# WHAT TO WORK ON
Retype the material word for word, from the line containing "One point goes on every instance of the metal" through the end, leaving out the pictures.
Start SOURCE DATA
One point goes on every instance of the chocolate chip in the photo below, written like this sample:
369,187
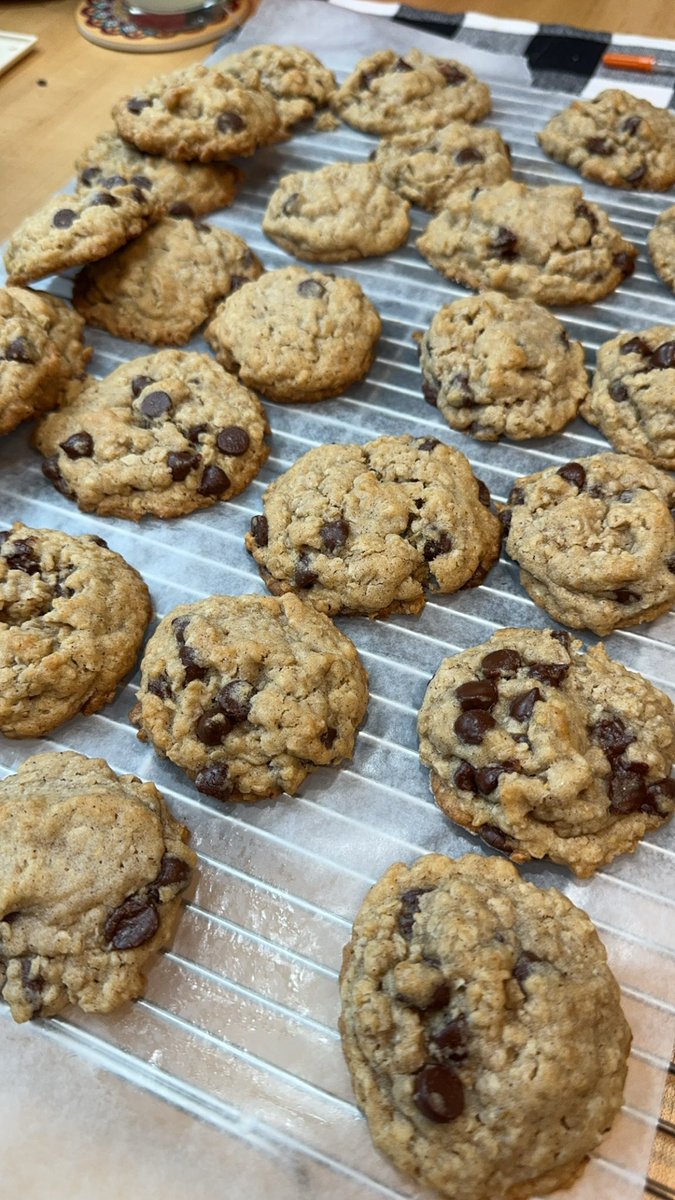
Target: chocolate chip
451,1041
452,73
435,546
465,778
634,346
172,870
479,694
133,923
505,244
211,727
136,105
304,575
214,780
78,445
138,383
469,154
334,533
549,672
160,687
260,531
181,462
438,1093
311,288
234,700
473,725
231,123
410,907
19,351
214,481
599,145
523,706
64,219
573,473
611,735
501,664
619,391
155,403
663,355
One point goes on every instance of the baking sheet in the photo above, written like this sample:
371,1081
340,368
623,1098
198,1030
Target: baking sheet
238,1026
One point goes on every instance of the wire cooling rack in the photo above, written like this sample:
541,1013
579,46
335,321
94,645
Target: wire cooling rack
238,1025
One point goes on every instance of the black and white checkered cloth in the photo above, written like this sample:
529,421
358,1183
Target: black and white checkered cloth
560,58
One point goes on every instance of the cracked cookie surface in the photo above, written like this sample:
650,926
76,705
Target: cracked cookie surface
500,367
250,694
549,244
633,396
336,214
547,751
366,528
388,93
482,1027
297,335
72,618
166,435
595,540
91,869
166,283
616,139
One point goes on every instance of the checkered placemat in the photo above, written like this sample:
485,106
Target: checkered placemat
560,58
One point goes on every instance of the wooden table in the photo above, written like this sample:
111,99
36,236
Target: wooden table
55,101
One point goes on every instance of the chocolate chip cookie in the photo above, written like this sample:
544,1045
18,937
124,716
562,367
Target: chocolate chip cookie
198,114
165,435
426,166
547,751
183,189
482,1029
500,367
70,231
91,869
549,244
297,79
163,285
596,540
297,335
388,93
41,353
249,694
336,214
615,139
366,528
633,395
72,618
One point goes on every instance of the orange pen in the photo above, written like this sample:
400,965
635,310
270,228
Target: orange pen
645,63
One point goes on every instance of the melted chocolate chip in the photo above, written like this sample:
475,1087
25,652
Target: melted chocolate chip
311,288
501,664
260,531
214,780
573,473
479,694
181,462
473,725
438,1093
334,533
214,481
410,907
133,923
231,123
233,441
78,445
155,403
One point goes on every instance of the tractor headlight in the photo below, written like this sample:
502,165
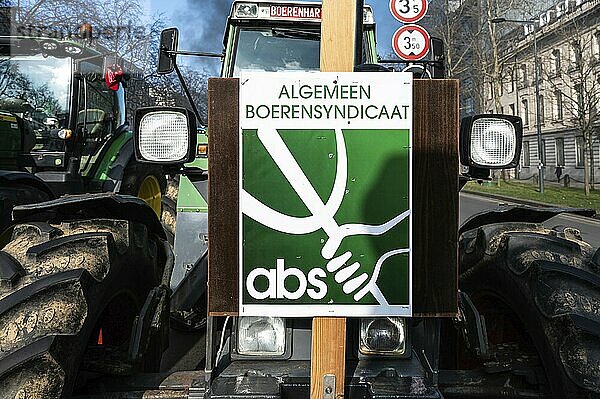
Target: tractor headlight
383,336
491,141
165,135
261,336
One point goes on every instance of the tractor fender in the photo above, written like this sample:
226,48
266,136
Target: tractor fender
116,170
91,206
19,188
519,213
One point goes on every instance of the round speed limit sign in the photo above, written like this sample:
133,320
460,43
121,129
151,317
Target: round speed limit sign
411,42
408,11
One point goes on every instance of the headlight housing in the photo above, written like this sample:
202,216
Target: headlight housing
491,141
165,135
383,336
261,336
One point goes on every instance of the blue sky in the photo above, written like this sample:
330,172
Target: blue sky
202,22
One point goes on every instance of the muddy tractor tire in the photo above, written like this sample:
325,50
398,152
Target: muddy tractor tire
69,297
549,280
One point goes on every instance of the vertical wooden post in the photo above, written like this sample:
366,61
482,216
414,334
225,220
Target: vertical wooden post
328,352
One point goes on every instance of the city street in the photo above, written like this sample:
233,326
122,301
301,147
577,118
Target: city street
471,204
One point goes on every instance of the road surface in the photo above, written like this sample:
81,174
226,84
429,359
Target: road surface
471,204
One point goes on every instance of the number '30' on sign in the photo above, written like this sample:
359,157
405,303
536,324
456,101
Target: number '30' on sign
408,11
411,42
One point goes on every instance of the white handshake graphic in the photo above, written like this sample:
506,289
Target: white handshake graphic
354,276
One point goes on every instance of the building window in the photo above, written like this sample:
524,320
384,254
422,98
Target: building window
469,105
512,80
596,44
526,154
580,151
556,62
560,151
557,112
525,112
543,153
575,55
578,100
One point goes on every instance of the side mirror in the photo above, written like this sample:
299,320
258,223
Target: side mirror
165,135
491,141
169,41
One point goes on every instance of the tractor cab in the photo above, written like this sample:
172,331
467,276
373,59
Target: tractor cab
58,112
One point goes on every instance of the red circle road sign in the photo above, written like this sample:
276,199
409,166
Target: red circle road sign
411,42
408,11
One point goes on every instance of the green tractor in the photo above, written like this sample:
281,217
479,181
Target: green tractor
63,125
89,285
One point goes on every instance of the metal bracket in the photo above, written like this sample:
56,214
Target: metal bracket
329,386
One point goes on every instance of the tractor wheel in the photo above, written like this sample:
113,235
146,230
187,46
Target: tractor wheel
145,181
169,208
69,296
548,283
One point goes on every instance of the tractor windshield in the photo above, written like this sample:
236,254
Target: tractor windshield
277,49
36,88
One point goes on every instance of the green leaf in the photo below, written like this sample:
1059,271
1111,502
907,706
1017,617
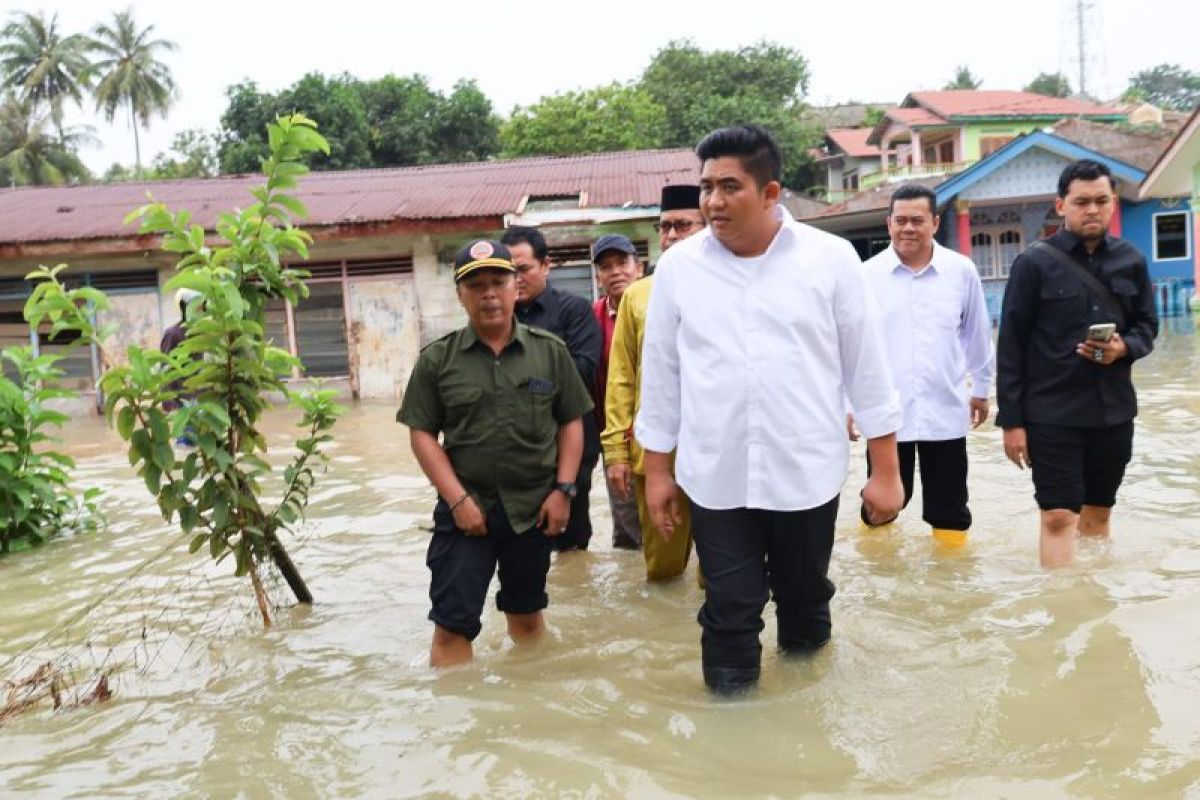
End SOURCE DATA
# OUTPUT
One point goes on every instance of the metal bracket in the photo above, written like this sample:
56,214
Target: metal bracket
329,386
One point goes on every instance of the tractor wheel in the photo above, written like this sample:
113,235
146,230
187,46
Target: tractor wheel
145,181
169,208
69,296
548,283
One point goes on every instance of the tractor windshield in the photo above, written like this sample:
236,254
Target: tractor windshield
277,49
36,88
One point goes on every instance of the green leaf in the photo below, written like this sample:
1059,271
1111,502
907,706
1017,617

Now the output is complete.